But as the panel suggested, it is not unusual for some evidence to include
information that is permissible, such as investigative conclusions, and information that is
impermissible, such as employee discipline. See, e.g., Specht, 863 F.2d at 701-02 (city's
press release properly excluded when it concluded officers erred and addressed
subsequent remedial measures taken); Rocky Mountain, 805 F.2d at 918 (investigative
report included some subsequent remedial measures). In such a situation, a trial court
should exclude portions of the evidence that are subsequent remedial measures to avoid
admission of any evidence that would "trespass inferentially into the Rule 407 prohibited
terrain of proof of culpable conduct." (Emphasis added.) Hull, 812 F.2d at 587.

### ENTRIES SHOWN
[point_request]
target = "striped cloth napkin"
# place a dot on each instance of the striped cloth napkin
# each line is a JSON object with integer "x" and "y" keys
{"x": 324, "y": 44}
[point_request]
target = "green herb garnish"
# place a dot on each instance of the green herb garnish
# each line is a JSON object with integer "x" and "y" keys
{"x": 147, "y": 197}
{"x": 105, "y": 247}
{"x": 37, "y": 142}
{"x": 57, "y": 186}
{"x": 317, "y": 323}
---
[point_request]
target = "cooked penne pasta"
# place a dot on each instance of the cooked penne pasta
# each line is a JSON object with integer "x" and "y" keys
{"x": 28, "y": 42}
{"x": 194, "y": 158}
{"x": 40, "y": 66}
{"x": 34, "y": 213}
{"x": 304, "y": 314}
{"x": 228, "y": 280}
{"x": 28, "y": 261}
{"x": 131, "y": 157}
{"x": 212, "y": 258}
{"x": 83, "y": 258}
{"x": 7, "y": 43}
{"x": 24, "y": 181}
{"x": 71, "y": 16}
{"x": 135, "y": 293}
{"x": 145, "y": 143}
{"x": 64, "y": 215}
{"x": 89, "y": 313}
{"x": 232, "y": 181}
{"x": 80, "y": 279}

### REQUIREMENTS
(1) In the legal passage, what should a trial court exclude when the evidence contains both permissible and impermissible information?
(2) Reproduce the legal passage from "But as the panel" to "F.2d at 587.".

### RESULTS IN ORDER
(1) The portions of the evidence that are subsequent remedial measures.

(2)
But as the panel suggested, it is not unusual for some evidence to include
information that is permissible, such as investigative conclusions, and information that is
impermissible, such as employee discipline. See, e.g., Specht, 863 F.2d at 701-02 (city's
press release properly excluded when it concluded officers erred and addressed
subsequent remedial measures taken); Rocky Mountain, 805 F.2d at 918 (investigative
report included some subsequent remedial measures). In such a situation, a trial court
should exclude portions of the evidence that are subsequent remedial measures to avoid
admission of any evidence that would "trespass inferentially into the Rule 407 prohibited
terrain of proof of culpable conduct." (Emphasis added.) Hull, 812 F.2d at 587.